REQUIREMENT
Take the line with "the pigeon's head" and all lines after it, through the end of the records below, and repeat them exactly.

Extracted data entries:
==========

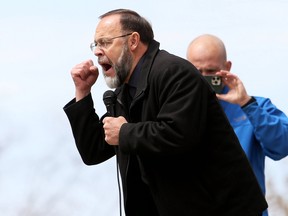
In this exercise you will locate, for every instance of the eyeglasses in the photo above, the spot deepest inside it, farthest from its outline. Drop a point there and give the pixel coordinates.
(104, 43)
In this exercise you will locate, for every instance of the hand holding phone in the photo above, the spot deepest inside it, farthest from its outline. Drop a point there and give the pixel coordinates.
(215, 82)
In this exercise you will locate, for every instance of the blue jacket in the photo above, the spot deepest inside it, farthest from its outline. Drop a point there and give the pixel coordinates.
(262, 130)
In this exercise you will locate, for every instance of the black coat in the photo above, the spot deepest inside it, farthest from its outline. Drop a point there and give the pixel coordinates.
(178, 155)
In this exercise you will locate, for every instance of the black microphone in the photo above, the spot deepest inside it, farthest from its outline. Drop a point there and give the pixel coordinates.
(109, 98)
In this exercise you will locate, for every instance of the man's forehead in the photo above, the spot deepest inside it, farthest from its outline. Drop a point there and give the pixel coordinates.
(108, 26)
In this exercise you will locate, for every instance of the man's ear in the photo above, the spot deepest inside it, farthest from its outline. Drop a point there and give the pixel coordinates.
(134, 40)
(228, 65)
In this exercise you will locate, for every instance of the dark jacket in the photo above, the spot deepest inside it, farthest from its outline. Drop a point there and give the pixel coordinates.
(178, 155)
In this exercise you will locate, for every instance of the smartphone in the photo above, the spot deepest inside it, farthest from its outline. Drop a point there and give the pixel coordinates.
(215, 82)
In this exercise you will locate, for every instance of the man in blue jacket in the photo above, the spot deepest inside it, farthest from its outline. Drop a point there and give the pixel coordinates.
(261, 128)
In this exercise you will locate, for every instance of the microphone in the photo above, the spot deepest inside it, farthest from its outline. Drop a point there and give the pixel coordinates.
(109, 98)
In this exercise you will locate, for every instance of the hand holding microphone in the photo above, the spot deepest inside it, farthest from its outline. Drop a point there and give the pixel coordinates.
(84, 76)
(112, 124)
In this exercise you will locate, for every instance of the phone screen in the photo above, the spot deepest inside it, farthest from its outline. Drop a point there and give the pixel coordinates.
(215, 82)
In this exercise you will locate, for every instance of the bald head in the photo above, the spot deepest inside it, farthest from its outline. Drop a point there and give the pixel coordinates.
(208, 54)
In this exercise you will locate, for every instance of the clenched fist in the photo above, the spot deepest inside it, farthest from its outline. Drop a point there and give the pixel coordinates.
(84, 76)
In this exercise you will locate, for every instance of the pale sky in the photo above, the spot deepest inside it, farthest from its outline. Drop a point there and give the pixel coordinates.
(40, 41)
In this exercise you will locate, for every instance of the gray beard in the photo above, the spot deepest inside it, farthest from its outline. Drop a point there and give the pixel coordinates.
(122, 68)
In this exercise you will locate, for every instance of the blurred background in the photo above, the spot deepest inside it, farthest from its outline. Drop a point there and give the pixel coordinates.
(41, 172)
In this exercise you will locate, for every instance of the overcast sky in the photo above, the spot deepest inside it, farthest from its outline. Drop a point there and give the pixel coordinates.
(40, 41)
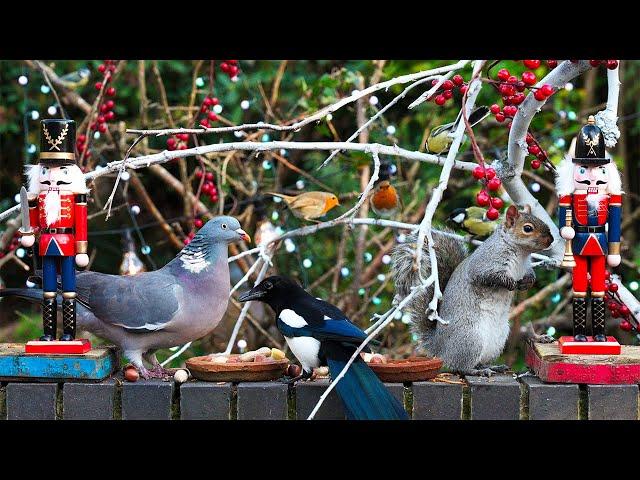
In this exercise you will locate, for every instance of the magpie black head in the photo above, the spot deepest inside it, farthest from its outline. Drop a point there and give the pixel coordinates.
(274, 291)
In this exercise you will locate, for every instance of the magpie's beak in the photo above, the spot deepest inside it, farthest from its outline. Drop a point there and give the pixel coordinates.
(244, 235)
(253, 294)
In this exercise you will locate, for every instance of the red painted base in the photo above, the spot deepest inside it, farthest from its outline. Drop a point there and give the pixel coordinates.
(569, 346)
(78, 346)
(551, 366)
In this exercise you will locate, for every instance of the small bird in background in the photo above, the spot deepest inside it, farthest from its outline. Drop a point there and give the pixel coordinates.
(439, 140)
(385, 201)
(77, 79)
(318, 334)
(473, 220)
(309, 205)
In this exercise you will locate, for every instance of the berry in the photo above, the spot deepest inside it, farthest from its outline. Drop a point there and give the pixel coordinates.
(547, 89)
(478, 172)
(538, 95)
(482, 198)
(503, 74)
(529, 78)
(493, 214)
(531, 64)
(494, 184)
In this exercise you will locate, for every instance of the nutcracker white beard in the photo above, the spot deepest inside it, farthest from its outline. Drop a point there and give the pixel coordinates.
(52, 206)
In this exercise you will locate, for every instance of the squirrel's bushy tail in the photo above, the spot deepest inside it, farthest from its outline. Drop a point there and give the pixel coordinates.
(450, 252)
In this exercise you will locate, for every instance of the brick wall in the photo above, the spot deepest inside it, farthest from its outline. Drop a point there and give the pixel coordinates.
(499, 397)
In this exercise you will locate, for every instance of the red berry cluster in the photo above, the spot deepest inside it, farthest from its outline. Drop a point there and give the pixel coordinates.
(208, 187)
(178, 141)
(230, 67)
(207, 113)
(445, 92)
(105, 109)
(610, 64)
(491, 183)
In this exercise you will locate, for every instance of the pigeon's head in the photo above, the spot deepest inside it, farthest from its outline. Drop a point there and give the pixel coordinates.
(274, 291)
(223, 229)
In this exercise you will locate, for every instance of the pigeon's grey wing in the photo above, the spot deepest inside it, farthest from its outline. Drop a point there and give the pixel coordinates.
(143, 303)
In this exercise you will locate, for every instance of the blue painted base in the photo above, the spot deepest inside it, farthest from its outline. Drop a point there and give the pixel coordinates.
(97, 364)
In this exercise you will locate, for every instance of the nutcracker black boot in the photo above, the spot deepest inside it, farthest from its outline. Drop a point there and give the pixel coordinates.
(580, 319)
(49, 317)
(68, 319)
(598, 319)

==========

ANSWER AREA
In this exercise you will locate, for every instance of the pigeon's head in the photo above, the spot deepest inside it, farthest from its outline. Drop a point there and give the pixel coordinates.
(274, 291)
(223, 229)
In this exercise you will locate, for every instance of the pigeon's grey wing in the photo above, the spot deepest inside it, farthest from its outline. Drop a point there and give the pixel coordinates.
(143, 303)
In this exercise you will locate, for every instance of the blue painted base in the photo above, the spot deepest inside it, farthest from its outline. Drop a point there and give the pixel coordinates.
(97, 364)
In this exercise you will locate, for every instance of the nutcracker black boot in the photo above, the spot deepest inside it, farthest from its outline. Drop a point there and give the pixel coordinates.
(580, 319)
(49, 317)
(68, 319)
(598, 319)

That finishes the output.